## Using the information
1) According to the Baby Peter article, how many times had health services seen Peter by the time he died?
2) Summarize the Baby Peter article in two sentences.
3) Extend the Baby Peter article past its final sentence.

-- Given passage follows --

Watchdog says Baby Peter Trusts 'making progress'

image captionBaby Peter died after months of abuse despite being on the at-risk register

NHS trusts which were heavily criticised for their failure to protect Baby Peter have made "significant progress", a watchdog has reported.

The Care Quality Commission (CQC) said it was satisfied systems for protecting children had improved at four trusts, although work still needed to be done.

Peter, from Haringey, north London, had been seen by health services 35 times by the time he died in 2007.

The case led to heavy criticism of social care and some staff were sacked.

The child sustained more than 50 injuries and died aged 17 months at the hands of his mother, her boyfriend and their lodger.

Records not shared

A report last year from the CQC criticised three trusts, particularly Haringey Teaching Primary Care Trust.

It found system failures meant medical records were not shared between different health services and NHS workers did not properly alert social services and police to their concerns.

Since then the CQC has been closely monitoring Haringey and the North Middlesex University Hospital NHS Trust, which commissioned paediatric services from Great Ormond Street Hospital for Children NHS Trust.

Baby Peter also attended the Whittington Hospital NHS Trust on one occasion.

The CQC made five key recommendations for improvements at the four trusts.

-- Given passage concluded --
-- Provided information follows --

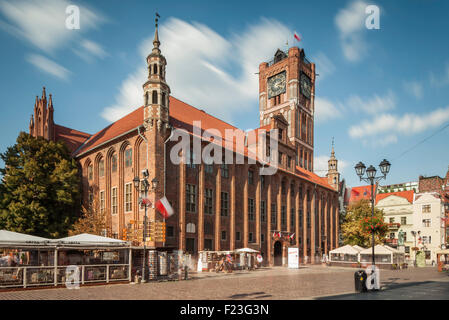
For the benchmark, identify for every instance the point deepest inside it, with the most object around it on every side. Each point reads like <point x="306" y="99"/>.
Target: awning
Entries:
<point x="347" y="249"/>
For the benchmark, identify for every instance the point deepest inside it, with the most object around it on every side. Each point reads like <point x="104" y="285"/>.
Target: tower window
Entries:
<point x="154" y="97"/>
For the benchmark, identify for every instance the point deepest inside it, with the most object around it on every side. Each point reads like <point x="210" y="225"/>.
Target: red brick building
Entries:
<point x="218" y="206"/>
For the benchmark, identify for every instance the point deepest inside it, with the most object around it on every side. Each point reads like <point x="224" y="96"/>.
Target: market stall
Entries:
<point x="247" y="258"/>
<point x="34" y="261"/>
<point x="384" y="256"/>
<point x="344" y="256"/>
<point x="443" y="260"/>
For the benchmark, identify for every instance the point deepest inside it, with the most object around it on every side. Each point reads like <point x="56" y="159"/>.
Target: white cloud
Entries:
<point x="373" y="105"/>
<point x="42" y="23"/>
<point x="324" y="66"/>
<point x="414" y="89"/>
<point x="198" y="60"/>
<point x="386" y="126"/>
<point x="321" y="165"/>
<point x="89" y="50"/>
<point x="350" y="22"/>
<point x="325" y="110"/>
<point x="48" y="66"/>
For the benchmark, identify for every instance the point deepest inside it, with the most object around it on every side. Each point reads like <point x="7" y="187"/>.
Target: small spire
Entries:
<point x="50" y="102"/>
<point x="332" y="152"/>
<point x="156" y="41"/>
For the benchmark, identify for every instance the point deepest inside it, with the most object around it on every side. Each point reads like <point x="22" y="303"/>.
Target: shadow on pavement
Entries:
<point x="433" y="290"/>
<point x="254" y="295"/>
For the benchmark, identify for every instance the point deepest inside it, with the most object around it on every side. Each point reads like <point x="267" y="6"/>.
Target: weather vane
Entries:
<point x="157" y="16"/>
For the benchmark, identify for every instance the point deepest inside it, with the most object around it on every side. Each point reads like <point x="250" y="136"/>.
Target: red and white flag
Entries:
<point x="164" y="207"/>
<point x="146" y="202"/>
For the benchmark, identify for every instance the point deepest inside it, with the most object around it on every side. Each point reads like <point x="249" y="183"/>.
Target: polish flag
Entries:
<point x="164" y="207"/>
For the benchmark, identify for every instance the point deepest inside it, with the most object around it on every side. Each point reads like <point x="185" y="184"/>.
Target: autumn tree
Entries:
<point x="92" y="221"/>
<point x="352" y="228"/>
<point x="40" y="188"/>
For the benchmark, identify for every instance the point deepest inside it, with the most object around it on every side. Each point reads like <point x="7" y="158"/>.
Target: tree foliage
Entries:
<point x="352" y="228"/>
<point x="40" y="189"/>
<point x="92" y="221"/>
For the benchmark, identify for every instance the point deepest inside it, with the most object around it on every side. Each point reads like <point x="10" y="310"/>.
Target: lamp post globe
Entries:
<point x="384" y="167"/>
<point x="360" y="169"/>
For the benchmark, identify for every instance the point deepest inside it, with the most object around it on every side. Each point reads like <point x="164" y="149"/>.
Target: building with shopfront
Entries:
<point x="216" y="206"/>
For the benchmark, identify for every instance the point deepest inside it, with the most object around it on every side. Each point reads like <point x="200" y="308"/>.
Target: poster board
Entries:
<point x="293" y="258"/>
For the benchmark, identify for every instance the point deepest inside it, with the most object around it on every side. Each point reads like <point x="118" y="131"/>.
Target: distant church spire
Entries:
<point x="156" y="42"/>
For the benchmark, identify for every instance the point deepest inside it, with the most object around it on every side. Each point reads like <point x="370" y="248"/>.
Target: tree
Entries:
<point x="40" y="189"/>
<point x="92" y="221"/>
<point x="352" y="228"/>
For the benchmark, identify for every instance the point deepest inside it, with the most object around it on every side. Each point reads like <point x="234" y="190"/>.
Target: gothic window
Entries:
<point x="154" y="97"/>
<point x="190" y="228"/>
<point x="101" y="168"/>
<point x="250" y="209"/>
<point x="114" y="163"/>
<point x="224" y="204"/>
<point x="90" y="172"/>
<point x="128" y="157"/>
<point x="190" y="198"/>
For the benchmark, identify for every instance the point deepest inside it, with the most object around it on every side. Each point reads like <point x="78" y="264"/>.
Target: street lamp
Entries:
<point x="372" y="179"/>
<point x="414" y="234"/>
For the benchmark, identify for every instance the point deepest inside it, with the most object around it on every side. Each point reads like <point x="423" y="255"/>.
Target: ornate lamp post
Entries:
<point x="372" y="179"/>
<point x="144" y="200"/>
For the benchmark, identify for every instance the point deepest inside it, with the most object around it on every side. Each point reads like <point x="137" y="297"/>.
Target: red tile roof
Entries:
<point x="404" y="194"/>
<point x="72" y="138"/>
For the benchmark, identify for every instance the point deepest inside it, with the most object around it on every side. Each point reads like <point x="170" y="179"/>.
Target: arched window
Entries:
<point x="154" y="97"/>
<point x="190" y="228"/>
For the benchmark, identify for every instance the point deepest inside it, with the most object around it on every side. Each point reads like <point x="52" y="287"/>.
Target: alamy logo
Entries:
<point x="372" y="21"/>
<point x="72" y="21"/>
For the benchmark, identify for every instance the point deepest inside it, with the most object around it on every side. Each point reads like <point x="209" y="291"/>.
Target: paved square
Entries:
<point x="311" y="282"/>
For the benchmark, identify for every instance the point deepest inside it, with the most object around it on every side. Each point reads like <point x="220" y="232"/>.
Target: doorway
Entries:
<point x="277" y="253"/>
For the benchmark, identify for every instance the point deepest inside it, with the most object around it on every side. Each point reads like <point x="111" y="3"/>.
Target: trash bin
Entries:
<point x="360" y="281"/>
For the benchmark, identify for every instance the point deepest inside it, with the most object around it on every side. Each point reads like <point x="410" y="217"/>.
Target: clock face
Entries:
<point x="276" y="85"/>
<point x="306" y="86"/>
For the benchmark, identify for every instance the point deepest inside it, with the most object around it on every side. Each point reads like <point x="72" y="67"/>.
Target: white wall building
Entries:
<point x="398" y="214"/>
<point x="428" y="211"/>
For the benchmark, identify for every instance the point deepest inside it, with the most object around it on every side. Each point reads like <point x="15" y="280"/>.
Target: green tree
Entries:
<point x="352" y="231"/>
<point x="40" y="189"/>
<point x="92" y="221"/>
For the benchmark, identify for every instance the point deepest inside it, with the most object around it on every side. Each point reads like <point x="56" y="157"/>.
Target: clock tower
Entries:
<point x="287" y="88"/>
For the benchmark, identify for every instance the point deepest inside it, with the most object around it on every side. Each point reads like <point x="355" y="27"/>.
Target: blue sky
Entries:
<point x="379" y="92"/>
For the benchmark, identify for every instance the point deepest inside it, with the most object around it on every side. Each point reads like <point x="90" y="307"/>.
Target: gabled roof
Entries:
<point x="403" y="194"/>
<point x="72" y="138"/>
<point x="182" y="116"/>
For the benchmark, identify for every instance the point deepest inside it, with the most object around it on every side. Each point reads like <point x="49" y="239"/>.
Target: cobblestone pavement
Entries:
<point x="308" y="282"/>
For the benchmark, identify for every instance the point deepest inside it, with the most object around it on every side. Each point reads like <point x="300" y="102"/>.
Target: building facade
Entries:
<point x="428" y="214"/>
<point x="399" y="215"/>
<point x="217" y="206"/>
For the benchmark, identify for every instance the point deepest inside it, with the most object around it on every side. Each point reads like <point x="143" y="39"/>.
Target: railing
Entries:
<point x="45" y="276"/>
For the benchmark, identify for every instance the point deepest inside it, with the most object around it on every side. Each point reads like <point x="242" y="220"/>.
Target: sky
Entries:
<point x="381" y="93"/>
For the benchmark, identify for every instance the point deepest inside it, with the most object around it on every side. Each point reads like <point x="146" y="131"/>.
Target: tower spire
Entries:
<point x="156" y="42"/>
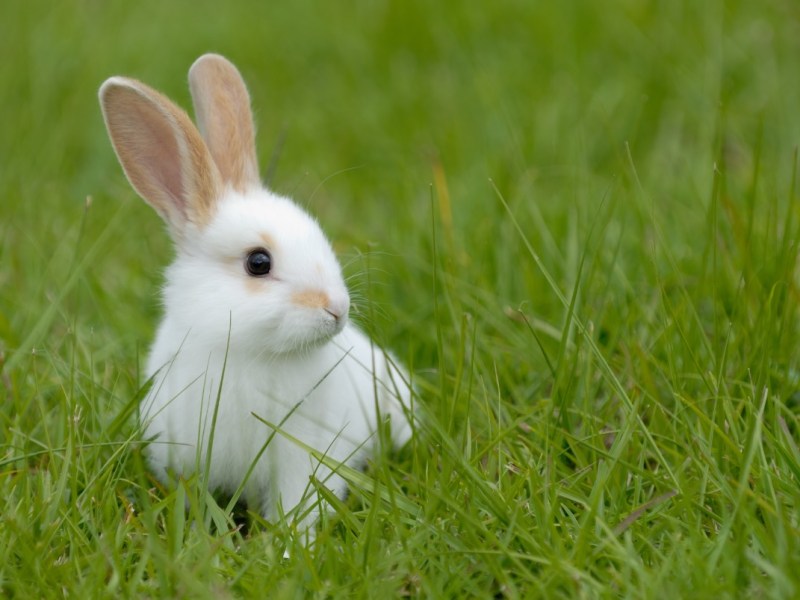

-- Provided information concluded --

## Exercise responses
1) Health services had seen him 35 times.

2) The Care Quality Commission reported that four NHS trusts heavily criticized for failing to protect Baby Peter, who died in 2007 at 17 months after more than 50 injuries, have made significant progress in protecting children, though work still needs to be done. A CQC report the year before had found that medical records were not shared between health services and that NHS workers did not properly alert social services and police, and the CQC made five key recommendations for improvements at the four trusts.

3)
It said they had now met three and had "almost met" two.

Poor attendance

The watchdog also said efforts needed to be made to increase the number of clinical staff attending case meetings held by several agencies involved in children's care.

Staff attendance at case conferences at Haringey and North Middlesex "is still poor and must be addressed".

The CQC said all trusts must improve the quality of data collected about children and improvements should continue regarding information-sharing between the NHS and social services.

Cynthia Bower, the CQC's chief executive, said: "It is clear these four trusts have committed to improving the systems in place to safeguard children, and they have made huge strides in addressing the problems we identified in our initial review last May.

"The trusts must now maintain the momentum and continue to drive the remaining handful of improvements needed."